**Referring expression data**
********************

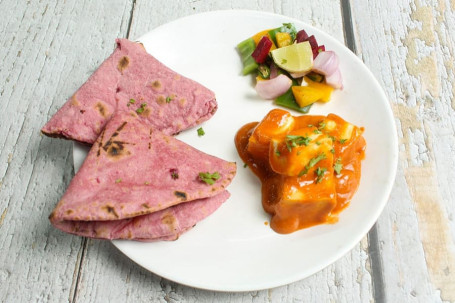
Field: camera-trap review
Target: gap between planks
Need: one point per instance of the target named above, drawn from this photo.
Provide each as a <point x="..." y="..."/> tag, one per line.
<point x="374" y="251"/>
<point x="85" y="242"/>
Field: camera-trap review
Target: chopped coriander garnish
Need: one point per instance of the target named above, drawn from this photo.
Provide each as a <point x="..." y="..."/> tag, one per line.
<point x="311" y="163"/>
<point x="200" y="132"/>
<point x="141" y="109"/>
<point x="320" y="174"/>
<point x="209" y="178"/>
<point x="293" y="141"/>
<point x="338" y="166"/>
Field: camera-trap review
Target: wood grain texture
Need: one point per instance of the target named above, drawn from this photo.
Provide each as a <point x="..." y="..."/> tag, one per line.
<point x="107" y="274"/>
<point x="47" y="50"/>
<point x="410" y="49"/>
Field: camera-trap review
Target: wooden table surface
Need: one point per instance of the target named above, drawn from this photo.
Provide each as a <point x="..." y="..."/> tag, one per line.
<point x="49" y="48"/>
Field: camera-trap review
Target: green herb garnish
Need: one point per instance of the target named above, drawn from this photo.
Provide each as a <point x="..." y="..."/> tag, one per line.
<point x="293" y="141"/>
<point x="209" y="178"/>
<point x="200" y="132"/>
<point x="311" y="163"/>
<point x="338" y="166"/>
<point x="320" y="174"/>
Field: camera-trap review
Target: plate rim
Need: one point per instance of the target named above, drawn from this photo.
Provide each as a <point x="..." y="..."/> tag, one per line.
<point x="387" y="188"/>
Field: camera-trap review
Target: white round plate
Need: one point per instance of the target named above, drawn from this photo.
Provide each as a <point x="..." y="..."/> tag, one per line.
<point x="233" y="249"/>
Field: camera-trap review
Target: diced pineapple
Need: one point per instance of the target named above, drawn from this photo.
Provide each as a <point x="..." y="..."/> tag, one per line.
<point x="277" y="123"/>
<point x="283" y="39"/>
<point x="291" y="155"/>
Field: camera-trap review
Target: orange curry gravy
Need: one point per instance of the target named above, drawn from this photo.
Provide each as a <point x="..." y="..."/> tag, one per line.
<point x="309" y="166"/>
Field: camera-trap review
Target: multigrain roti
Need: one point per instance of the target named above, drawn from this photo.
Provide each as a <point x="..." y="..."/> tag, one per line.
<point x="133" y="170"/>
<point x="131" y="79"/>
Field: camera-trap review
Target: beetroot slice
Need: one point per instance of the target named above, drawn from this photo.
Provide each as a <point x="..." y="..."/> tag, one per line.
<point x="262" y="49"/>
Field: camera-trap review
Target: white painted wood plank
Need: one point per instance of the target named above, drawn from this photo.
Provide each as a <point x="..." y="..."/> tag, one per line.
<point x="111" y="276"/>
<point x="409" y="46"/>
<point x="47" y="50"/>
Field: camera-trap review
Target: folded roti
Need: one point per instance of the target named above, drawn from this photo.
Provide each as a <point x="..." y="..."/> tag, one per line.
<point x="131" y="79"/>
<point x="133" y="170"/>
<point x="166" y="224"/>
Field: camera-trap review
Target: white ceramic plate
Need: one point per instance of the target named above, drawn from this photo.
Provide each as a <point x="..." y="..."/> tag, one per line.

********************

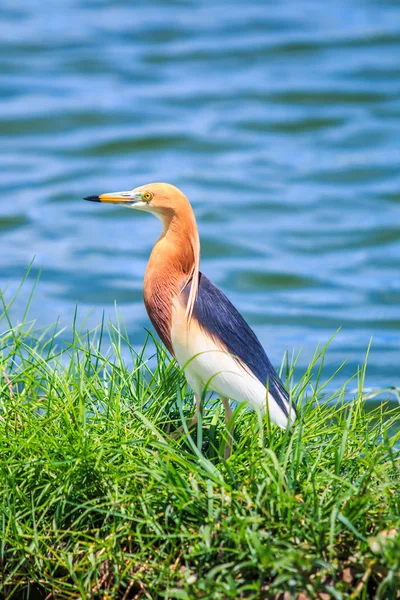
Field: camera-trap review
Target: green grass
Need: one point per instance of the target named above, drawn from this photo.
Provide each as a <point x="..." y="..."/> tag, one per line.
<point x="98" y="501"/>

********************

Please return all lines above in which the string "plate" is found.

**RESPONSE AREA**
Target: plate rim
Target: white round plate
Target: white ceramic plate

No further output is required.